**Provided entries**
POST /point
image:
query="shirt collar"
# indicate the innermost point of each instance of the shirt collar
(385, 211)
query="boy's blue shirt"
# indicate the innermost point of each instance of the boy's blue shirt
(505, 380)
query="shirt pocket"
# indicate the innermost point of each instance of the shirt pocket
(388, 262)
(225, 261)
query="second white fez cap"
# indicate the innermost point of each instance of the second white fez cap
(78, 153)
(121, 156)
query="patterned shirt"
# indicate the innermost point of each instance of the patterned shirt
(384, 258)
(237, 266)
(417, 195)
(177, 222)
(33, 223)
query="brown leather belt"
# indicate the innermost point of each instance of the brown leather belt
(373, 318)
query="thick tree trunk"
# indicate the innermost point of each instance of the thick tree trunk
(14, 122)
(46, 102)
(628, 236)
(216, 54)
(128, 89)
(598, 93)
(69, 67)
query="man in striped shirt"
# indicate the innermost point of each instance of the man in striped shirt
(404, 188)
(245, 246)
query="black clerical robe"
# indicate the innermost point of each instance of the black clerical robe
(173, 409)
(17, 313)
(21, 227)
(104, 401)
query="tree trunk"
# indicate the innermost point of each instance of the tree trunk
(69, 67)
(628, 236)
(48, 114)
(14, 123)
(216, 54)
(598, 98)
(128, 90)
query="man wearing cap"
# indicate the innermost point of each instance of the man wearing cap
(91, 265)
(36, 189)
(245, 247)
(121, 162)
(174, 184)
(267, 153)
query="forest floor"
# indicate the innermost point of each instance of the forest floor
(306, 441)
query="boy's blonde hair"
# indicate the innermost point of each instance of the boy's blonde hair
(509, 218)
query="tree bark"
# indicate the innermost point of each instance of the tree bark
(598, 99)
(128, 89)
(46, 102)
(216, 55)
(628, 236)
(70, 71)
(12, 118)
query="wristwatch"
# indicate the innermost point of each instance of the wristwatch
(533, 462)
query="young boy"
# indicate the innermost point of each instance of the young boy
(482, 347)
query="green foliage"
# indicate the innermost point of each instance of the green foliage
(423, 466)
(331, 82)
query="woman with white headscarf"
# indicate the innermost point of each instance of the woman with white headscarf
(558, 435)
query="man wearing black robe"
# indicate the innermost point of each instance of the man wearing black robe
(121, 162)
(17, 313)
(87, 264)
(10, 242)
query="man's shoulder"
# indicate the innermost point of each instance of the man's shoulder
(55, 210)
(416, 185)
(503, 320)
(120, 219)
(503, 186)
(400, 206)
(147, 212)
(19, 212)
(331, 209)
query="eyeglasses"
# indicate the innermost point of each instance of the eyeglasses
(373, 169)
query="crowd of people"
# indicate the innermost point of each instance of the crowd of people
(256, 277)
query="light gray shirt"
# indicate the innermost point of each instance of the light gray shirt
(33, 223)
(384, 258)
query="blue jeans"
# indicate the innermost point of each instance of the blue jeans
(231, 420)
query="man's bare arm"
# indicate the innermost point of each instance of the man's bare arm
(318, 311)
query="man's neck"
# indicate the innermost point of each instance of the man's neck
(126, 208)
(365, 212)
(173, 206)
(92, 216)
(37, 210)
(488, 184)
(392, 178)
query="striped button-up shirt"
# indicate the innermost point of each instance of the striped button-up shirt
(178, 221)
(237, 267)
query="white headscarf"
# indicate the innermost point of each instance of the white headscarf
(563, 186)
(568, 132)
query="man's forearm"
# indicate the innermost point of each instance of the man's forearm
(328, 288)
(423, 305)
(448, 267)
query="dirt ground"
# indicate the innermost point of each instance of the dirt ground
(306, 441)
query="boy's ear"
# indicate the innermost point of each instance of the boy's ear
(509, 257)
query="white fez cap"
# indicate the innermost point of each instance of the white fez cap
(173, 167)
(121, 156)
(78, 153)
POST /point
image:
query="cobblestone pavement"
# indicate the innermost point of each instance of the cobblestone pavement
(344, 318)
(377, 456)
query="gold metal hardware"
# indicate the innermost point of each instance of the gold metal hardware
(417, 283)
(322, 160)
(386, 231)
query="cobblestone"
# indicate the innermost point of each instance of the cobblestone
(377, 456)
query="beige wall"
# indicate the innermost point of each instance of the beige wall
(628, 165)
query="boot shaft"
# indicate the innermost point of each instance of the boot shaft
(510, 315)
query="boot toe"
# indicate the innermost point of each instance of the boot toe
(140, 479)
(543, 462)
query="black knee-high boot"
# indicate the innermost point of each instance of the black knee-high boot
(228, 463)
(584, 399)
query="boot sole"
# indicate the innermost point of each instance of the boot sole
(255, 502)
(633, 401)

**Task prompt**
Take the material above and transcribe all of it exactly.

**Exercise solution**
POST /point
image:
query="shirt collar"
# indicate the innermost point of each instance of the shirt collar
(385, 211)
query="boy's blue shirt"
# indicate the innermost point of each instance of the boy's blue shirt
(505, 380)
query="shirt pocket"
# indicate the innermost point of each instance of the shirt pocket
(388, 262)
(225, 261)
query="second white fez cap"
# indicate the innermost point of each instance of the second white fez cap
(78, 153)
(121, 156)
query="patterned shirt"
# indicate the innermost point of each instance of the patterned shirt
(384, 258)
(237, 266)
(417, 195)
(177, 222)
(33, 223)
query="brown leather belt"
# indicate the innermost point of each instance of the brown leather belt
(373, 318)
query="thick tree trunk"
# indicate the innermost point of each instance of the thick tree trunk
(14, 122)
(46, 102)
(628, 236)
(216, 54)
(128, 89)
(598, 93)
(69, 67)
query="man in striped shirt"
# indicate the innermost point of each instance of the man in striped shirt
(404, 188)
(245, 246)
query="black clerical robe"
# indicate the innermost point of each instance of the black clerical robe
(173, 409)
(17, 313)
(21, 227)
(104, 401)
query="tree trunk"
# indicate the innermost point of each instance of the tree trunk
(69, 67)
(628, 236)
(48, 114)
(14, 123)
(216, 54)
(598, 98)
(128, 90)
query="man wearing cap"
# indicate the innermost point of each instance of the man wearing cap
(91, 265)
(36, 189)
(245, 247)
(121, 162)
(174, 184)
(267, 153)
query="forest floor"
# indicate the innermost point of each instance of the forest floor
(306, 441)
query="boy's blonde hair"
# indicate the innermost point of each instance of the boy's blonde hair
(509, 218)
query="tree bark"
# indicate the innermost point of each instance of the tree bark
(598, 99)
(128, 89)
(46, 102)
(216, 55)
(628, 236)
(70, 71)
(12, 118)
query="wristwatch"
# indicate the innermost point of each instance of the wristwatch
(533, 462)
query="young boy"
# indicate the innermost point of each instance of the young boy
(482, 347)
query="green foliage"
# indicate the innermost point of each instance of the green foliage
(423, 466)
(331, 82)
query="woman with white headscarf"
# indicate the innermost point of each instance of the woman with white headscarf
(558, 435)
query="man wearing black robe"
# indicate the innermost point of each instance of the man wearing black robe
(121, 162)
(17, 313)
(87, 264)
(10, 242)
query="man's shoulder"
# indicate the innermost point of each instance of the man's shoulder
(55, 210)
(416, 185)
(503, 320)
(120, 219)
(503, 186)
(400, 206)
(147, 212)
(19, 212)
(331, 209)
query="eyeglasses"
# indicate the innermost point of each instance of the eyeglasses
(373, 169)
query="crowd of people"
# indicate the innermost point of each instance of the crowd of people
(256, 277)
query="light gray shirt"
# indicate the innermost point of each instance of the light gray shirt
(33, 223)
(384, 258)
query="blue jeans"
# indicate the innermost point of each instance of the blue jeans
(231, 420)
query="man's bare arm"
# indicate the innermost point of each instance of the man's bare arm
(318, 311)
query="man's neck"
# indicate the innermost point of each instance of the man's neck
(126, 208)
(365, 212)
(173, 206)
(92, 216)
(37, 210)
(488, 184)
(392, 178)
query="striped button-up shirt"
# indicate the innermost point of each instance of the striped button-up shirt
(178, 221)
(237, 267)
query="white headscarf"
# indicate the innermost point of each instance of the white headscarf
(563, 186)
(568, 132)
query="man's forearm"
# indicate the innermost point of each instance of the man's forearm
(328, 288)
(423, 305)
(448, 267)
query="dirt ground"
# indicate the innermost point of each instance of the dirt ground
(306, 441)
query="boy's ear"
# indicate the innermost point of each instance of the boy's ear
(509, 257)
query="white fez cap"
# indicate the innermost point of each instance of the white fez cap
(173, 167)
(121, 156)
(78, 153)
POST /point
image:
query="cobblestone pavement"
# indicate the innermost point of each instance of the cobblestone pavement
(344, 318)
(377, 456)
query="gold metal hardware"
# indicate the innermost point of each instance of the gold metal hardware
(417, 283)
(322, 160)
(386, 231)
query="cobblestone"
# indicate the innermost point of each instance of the cobblestone
(377, 456)
query="beige wall"
# indicate the innermost point of each instance of the beige wall
(628, 165)
query="boot shaft"
# indicate the innermost point of each instance of the boot shaft
(510, 315)
query="boot toe"
# indicate the innermost point of each instance of the boot toe
(140, 479)
(543, 462)
query="black knee-high boot"
# indicate the innermost point of each instance of the black knee-high boot
(228, 463)
(584, 399)
query="boot sole"
# indicate the innermost point of each instance of the boot sole
(255, 502)
(633, 401)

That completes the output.